***** EXTRAIT DU DOCUMENT *****

EW : Elle n’a le choix de rien du tout, et ne l’a d’ailleurs jamais eu. De facto la Suisse fait aujourd’hui partie de l’UE, tout comme, de facto encore, elle fait partie de l’OTAN. En ce qui concerne l’OTAN, le point de rupture a sans doute été l’adhésion de la Suisse au Partenariat pour la Paix (PPP) de l’OTAN à la fin des années 1990, soit bien avant l’actuelle guerre en Ukraine. On fait semblant aujourd’hui de se demander si la Suisse ne devrait pas se rapprocher de l’OTAN pour faire face à la «menace russe». En réalité cette question a été tranchée depuis longtemps. De quelle manière, c’est très bien expliqué dans le livre de Judith Barben intitulé Les Spin Doctors du palais fédéral (Xenia, 2010), livre ayant pour sous-titre : «Comment la manipulation et la propagande compromettent la démocratie directe». Le sous-titre dit tout. Sauf, me semble-t-il, qu’on est aujourd’hui passé à autre chose. Quand les autorités demandent aux gens de voter à l’aveuglette sur des textes dont elles-mêmes ne connaissent pas la teneur, parce qu’elle est modulable dans le temps, elles ne sont pas dans la propagande ou la manipulation. La manipulation et la propagande relèvent du mensonge. Or, en l’espèce, les autorités ne mentent pas. Elles disent la vérité. Le message est transparent : «Votez comme bon vous semble, de toutes les manières cela n’a aucune importance. C’est nous, en réalité d’autres au-dessus de nous, qui décidons». C’est complètement vrai comme affirmation. Plusieurs décisions populaires prises à la suite de référendums ou d’initiatives constitutionnelles n’ont en effet jamais été appliquées. L’exemple souvent cité est celui de l’initiative populaire sur l’immigration de masse en 2014, mais ce n’est pas le seul. Adossées, comme elles le sont, à l’OTAN et à l’UE, les autorités se sentent aujourd’hui assez fortes pour ne plus avoir à mentir. Dans le cas présent, elles sont même dans la provocation. Toutes choses égales d’ailleurs, on pense à l’expérience de Milgram qui teste la capacité d’obéissance des gens : jusqu’où sont-ils prêts à obéir à des ordres absurdes ou criminels ? En fait, il n’y a pas de limites. Seule une toute petite minorité désobéit aux ordres.

AKS : En 2021, l’identité numérique a été refusé par référendum, notamment parce que les données personnelles auraient été gérées par le secteur privé ; ces jours-ci, un nouveau référendum a été lancé contre une e-ID bis gérée par le secteur public. Les nouvelles technologies sont à la fois source de danger et d’opportunités : quatrième révolution, intelligence artificielle, monnaie numérique ; autant de nouvelles réalités dominées par les GAFAM. N’y-a-t-il pas un danger à ce qu’une technocratie allogène remplace l’administration publique ?

***** DONNÉES AFFICHÉES *****

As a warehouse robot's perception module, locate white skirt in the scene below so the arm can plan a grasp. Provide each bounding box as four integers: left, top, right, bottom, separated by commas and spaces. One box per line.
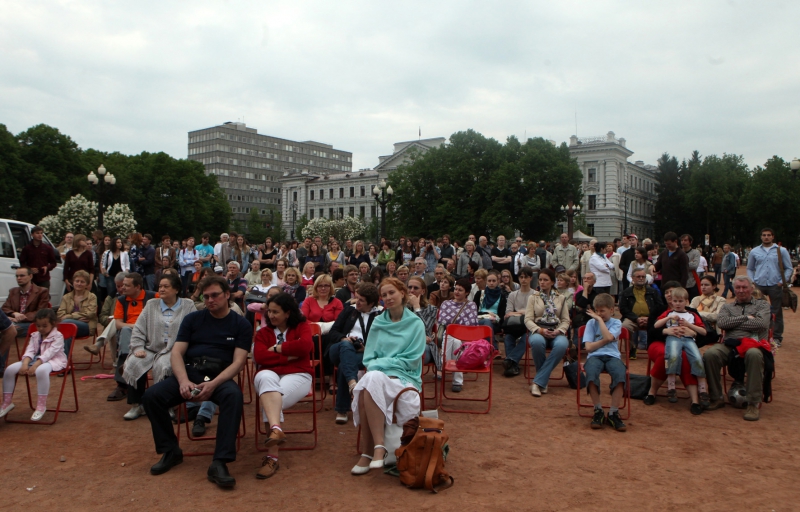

*****

#### [CONSIGNE]
Recopiez à l'identique le passage de l'extrait qui va de « AKS : En 2021, l’identité » jusqu'à « remplace l’administration publique ? » inclus.

#### [CORRIGÉ]
AKS : En 2021, l’identité numérique a été refusé par référendum, notamment parce que les données personnelles auraient été gérées par le secteur privé ; ces jours-ci, un nouveau référendum a été lancé contre une e-ID bis gérée par le secteur public. Les nouvelles technologies sont à la fois source de danger et d’opportunités : quatrième révolution, intelligence artificielle, monnaie numérique ; autant de nouvelles réalités dominées par les GAFAM. N’y-a-t-il pas un danger à ce qu’une technocratie allogène remplace l’administration publique ?